[Start of Dataset]
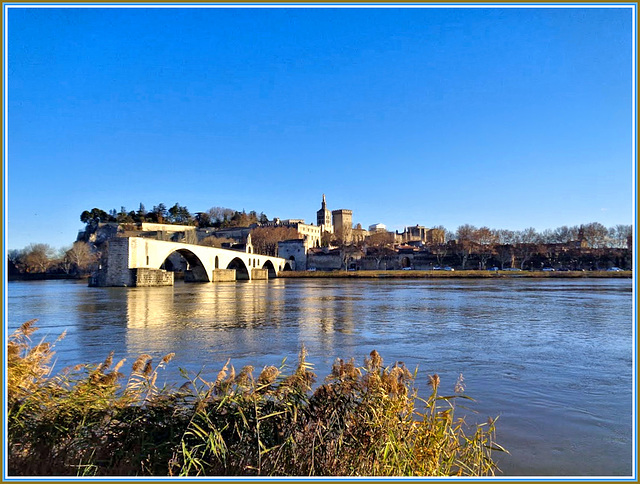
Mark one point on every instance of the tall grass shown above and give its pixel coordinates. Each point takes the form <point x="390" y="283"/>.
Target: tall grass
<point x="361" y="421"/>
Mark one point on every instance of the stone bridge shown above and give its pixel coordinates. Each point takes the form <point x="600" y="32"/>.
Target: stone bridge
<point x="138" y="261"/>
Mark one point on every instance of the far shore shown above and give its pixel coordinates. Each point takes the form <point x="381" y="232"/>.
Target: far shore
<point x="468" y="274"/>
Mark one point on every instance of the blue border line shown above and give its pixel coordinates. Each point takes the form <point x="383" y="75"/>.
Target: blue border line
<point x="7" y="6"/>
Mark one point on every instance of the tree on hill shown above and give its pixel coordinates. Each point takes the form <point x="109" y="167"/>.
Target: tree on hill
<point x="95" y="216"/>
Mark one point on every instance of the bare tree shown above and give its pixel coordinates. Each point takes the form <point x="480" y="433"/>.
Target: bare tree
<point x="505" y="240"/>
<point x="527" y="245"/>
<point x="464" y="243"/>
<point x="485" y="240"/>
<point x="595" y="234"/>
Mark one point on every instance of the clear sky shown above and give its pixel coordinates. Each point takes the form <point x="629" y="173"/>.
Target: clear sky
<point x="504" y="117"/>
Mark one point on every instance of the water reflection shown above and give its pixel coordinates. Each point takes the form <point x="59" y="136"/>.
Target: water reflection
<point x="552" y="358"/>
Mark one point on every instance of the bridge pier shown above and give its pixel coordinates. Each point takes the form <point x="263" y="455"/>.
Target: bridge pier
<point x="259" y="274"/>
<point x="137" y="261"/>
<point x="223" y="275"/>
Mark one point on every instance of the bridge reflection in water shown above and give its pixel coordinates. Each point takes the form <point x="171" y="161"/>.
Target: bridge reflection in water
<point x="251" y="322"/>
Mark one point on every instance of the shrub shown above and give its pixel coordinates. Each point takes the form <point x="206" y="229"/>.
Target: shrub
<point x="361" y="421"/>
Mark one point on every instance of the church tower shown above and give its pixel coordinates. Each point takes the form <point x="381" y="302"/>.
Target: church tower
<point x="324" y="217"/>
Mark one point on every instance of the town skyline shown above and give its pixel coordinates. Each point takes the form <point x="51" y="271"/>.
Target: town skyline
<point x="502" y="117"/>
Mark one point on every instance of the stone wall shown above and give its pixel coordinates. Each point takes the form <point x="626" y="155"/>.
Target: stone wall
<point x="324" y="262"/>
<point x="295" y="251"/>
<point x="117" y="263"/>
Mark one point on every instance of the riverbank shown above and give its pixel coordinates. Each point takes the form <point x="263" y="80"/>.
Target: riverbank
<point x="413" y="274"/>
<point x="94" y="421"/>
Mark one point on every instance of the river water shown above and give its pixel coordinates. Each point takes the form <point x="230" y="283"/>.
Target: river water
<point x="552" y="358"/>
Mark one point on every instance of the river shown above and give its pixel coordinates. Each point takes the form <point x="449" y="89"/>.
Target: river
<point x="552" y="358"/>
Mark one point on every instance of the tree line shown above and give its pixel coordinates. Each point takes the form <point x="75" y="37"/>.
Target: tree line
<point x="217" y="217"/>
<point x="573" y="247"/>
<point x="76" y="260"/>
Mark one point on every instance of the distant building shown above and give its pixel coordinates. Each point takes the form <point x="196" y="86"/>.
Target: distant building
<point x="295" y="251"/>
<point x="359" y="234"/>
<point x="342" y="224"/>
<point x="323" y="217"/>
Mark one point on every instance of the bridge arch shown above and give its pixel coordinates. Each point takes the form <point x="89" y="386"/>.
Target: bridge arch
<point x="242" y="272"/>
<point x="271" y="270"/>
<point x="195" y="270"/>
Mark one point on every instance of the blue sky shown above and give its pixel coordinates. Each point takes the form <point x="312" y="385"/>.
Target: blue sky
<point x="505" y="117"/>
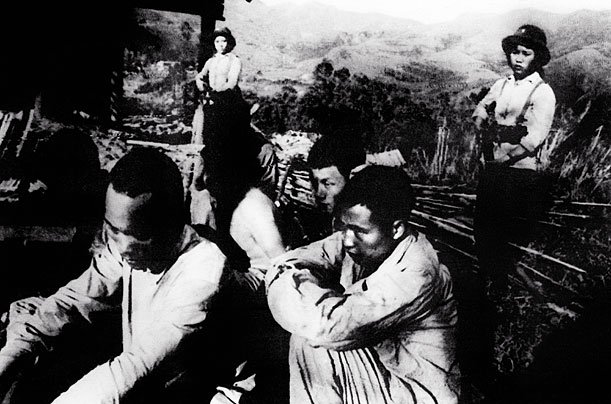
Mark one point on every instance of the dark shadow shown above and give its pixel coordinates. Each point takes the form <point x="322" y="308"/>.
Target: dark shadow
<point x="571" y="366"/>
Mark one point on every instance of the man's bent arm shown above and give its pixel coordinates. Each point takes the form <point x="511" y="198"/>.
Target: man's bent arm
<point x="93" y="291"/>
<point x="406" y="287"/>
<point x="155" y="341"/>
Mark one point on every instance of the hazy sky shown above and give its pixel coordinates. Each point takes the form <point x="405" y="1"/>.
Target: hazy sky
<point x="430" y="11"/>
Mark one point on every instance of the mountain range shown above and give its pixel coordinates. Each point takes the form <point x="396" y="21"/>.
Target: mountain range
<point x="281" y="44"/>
[End of Dataset]
[Start of Dataset]
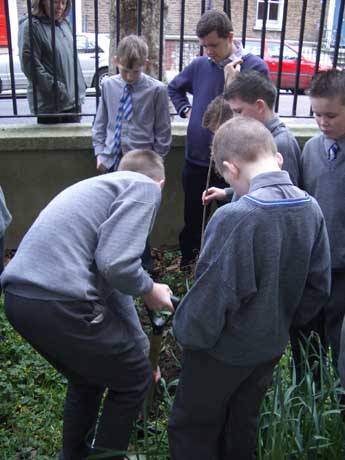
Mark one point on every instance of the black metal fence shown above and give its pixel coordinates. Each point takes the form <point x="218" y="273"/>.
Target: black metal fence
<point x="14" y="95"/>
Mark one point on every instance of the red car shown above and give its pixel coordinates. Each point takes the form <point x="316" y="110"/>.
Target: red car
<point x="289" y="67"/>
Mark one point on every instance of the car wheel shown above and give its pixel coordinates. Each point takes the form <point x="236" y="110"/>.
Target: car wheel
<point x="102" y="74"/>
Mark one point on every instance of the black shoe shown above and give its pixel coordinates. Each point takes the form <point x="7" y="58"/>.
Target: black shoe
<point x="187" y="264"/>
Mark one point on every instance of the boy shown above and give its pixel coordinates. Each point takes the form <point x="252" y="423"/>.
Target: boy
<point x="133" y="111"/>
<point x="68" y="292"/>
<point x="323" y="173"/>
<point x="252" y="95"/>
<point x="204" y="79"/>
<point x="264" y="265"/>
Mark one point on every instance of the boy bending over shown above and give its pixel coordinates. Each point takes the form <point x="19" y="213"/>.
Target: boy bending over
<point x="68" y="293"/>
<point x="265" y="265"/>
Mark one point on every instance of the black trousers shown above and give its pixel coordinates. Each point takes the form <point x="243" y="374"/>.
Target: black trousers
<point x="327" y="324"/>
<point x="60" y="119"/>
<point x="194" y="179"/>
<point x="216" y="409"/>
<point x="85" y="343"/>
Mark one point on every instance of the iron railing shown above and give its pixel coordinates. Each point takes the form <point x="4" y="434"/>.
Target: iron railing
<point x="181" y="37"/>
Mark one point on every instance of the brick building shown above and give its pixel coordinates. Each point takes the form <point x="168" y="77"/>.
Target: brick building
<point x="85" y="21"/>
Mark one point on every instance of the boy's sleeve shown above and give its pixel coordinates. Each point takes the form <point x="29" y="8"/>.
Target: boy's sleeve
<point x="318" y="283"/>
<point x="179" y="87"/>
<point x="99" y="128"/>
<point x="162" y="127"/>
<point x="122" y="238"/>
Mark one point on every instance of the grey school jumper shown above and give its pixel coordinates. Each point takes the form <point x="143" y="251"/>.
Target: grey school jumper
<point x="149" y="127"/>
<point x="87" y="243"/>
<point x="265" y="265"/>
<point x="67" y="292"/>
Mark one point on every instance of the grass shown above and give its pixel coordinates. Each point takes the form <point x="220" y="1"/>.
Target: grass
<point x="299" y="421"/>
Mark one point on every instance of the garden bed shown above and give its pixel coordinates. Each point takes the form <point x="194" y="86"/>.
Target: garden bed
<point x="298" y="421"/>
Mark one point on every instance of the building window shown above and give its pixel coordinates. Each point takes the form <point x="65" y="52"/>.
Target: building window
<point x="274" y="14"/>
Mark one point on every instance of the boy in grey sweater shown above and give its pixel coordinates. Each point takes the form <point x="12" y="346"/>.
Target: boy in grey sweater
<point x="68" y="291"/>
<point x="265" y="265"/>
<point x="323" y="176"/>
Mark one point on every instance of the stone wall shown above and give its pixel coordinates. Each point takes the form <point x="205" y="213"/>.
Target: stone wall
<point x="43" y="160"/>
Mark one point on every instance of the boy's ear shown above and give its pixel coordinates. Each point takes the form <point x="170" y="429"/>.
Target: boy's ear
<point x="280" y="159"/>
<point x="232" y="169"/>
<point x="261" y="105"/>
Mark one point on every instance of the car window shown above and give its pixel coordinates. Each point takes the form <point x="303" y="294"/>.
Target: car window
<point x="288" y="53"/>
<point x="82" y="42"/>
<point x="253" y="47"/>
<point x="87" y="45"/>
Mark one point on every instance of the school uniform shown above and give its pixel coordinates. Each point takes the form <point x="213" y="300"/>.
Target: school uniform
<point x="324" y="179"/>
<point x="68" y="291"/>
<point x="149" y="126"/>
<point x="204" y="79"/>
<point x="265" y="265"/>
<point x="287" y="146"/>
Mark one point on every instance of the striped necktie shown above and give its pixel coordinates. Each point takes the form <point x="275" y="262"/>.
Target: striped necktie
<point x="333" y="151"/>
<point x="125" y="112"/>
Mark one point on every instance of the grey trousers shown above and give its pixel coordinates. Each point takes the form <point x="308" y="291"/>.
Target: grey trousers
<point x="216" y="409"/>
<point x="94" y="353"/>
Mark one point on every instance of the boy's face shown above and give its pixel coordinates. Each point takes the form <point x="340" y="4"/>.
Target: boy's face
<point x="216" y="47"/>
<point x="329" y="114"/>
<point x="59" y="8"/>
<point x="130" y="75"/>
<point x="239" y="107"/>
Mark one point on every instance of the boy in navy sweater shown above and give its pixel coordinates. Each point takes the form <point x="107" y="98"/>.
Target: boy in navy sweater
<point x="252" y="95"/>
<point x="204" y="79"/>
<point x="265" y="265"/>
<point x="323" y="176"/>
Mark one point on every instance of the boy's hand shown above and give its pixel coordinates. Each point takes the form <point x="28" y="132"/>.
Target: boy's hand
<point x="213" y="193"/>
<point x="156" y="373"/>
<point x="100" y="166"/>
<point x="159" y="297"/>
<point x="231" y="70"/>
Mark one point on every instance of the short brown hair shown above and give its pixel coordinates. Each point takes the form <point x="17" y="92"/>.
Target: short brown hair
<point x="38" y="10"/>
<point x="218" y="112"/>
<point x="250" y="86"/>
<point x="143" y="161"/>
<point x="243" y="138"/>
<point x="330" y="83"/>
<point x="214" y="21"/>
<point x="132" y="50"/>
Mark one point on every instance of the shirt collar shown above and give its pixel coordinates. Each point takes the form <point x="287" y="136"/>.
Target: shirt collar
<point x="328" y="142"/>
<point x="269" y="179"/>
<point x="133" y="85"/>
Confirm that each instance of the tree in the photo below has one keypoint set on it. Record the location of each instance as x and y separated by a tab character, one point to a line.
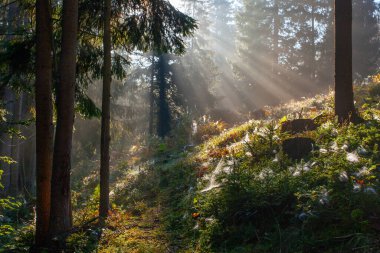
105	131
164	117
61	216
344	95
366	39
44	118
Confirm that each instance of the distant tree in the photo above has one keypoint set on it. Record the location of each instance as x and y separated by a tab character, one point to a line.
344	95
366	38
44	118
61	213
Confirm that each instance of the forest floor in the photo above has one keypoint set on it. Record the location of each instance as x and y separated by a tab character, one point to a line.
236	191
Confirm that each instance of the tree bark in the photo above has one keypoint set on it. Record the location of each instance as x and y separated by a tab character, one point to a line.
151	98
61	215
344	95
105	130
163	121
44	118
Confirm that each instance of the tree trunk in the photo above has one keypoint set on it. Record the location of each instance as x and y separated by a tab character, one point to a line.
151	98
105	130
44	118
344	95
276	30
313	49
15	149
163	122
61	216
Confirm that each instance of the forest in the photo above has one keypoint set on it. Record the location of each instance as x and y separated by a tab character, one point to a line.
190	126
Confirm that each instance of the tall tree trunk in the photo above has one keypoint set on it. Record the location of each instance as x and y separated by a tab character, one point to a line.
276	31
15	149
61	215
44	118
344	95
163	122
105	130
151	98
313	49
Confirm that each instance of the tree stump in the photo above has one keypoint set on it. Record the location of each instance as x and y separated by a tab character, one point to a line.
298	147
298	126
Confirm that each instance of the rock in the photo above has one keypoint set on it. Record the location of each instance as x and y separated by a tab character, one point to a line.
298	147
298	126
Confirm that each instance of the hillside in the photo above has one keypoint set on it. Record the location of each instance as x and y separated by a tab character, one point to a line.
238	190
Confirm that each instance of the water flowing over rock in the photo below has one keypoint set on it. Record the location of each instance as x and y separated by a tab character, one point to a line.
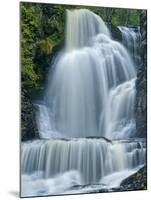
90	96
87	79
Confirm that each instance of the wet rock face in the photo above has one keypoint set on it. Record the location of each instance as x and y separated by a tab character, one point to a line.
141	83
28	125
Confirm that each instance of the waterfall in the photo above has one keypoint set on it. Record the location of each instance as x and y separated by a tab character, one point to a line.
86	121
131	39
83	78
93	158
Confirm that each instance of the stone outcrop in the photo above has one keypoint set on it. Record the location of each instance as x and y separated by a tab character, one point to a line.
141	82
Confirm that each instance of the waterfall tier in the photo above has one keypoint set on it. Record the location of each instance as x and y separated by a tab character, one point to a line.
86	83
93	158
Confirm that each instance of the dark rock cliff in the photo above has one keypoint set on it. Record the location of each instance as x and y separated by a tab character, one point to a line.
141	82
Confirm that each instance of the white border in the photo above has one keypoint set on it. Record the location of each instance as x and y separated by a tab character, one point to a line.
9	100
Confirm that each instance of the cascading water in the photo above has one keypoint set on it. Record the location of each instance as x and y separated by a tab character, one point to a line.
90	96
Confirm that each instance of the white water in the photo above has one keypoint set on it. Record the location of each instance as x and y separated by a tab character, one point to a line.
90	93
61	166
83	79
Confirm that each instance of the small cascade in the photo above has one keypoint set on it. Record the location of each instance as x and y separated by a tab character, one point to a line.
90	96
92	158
[End of Dataset]
[Start of Dataset]
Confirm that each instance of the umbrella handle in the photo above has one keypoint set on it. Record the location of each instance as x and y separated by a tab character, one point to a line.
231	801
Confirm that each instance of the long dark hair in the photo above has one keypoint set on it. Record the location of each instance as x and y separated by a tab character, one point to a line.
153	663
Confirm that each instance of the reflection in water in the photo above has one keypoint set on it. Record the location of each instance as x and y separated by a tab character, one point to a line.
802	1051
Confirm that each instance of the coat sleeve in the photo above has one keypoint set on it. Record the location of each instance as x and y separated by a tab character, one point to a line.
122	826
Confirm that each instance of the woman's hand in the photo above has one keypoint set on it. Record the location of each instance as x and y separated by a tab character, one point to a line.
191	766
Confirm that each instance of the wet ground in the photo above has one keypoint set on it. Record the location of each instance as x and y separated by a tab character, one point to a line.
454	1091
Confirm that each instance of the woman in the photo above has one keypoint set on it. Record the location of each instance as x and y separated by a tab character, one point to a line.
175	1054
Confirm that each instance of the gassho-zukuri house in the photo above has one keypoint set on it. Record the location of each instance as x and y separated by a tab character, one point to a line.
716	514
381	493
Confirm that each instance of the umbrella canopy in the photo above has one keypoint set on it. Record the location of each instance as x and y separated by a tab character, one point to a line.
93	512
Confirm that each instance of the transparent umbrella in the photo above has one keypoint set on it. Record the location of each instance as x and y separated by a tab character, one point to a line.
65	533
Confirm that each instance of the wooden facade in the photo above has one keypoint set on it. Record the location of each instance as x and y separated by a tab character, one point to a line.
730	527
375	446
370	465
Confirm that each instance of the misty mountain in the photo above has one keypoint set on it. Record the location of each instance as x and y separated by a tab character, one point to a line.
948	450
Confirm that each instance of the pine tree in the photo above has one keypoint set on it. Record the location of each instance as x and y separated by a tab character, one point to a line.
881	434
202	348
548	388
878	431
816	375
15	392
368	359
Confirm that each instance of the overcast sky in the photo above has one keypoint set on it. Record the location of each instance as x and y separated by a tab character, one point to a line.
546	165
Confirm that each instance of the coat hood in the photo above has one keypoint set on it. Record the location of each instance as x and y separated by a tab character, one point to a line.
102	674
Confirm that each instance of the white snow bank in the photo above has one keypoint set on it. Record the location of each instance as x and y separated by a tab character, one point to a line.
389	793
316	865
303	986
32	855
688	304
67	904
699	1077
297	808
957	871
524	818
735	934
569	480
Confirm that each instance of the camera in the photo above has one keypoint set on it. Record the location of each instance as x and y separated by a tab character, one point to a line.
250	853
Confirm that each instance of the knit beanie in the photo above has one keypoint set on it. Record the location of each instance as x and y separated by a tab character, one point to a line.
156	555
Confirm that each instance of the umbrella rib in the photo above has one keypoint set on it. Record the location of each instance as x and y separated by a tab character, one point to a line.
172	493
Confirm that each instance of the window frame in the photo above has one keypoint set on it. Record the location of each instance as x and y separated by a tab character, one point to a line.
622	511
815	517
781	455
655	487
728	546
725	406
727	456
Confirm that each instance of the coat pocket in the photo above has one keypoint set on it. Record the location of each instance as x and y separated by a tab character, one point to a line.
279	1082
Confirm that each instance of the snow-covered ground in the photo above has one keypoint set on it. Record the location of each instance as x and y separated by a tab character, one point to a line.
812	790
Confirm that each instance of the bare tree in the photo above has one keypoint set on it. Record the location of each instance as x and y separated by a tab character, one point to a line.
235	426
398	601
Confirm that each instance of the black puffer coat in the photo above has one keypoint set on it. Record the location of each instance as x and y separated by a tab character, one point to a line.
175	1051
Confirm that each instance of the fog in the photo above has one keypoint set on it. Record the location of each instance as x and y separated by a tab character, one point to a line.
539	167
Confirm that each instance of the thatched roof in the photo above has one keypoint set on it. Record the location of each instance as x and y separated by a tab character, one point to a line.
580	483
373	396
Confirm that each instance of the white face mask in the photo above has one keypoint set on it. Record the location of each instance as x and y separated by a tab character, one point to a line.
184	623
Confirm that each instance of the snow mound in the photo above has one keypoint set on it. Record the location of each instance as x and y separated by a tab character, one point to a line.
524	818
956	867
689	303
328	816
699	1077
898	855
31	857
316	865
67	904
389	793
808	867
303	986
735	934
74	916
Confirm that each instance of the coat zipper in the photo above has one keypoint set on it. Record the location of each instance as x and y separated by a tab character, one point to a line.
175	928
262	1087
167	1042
[End of Dataset]
### Given request:
Collect and copy out in full every line of the material above that contains the word "rock".

### The answer:
Confirm that each instance of the rock in the photo above has one keypoint set on it. Record the location of each instance as x and y separated by a tab character, one point to a line.
Confirm that each instance of the water flowing over rock in the photo below has one keypoint set on it. Record the location of each instance as x and y separated by a tab character, one point to a line.
Confirm that each instance of the wet rock face in the photo above has one keypoint set on it. Record the location of each instance as x and y separated by a tab character, one point to a line.
Confirm that each instance of the dark rock cliff in the photo above has one keypoint set on it. Record the location of each instance as x and y separated by a tab character, one point to a line.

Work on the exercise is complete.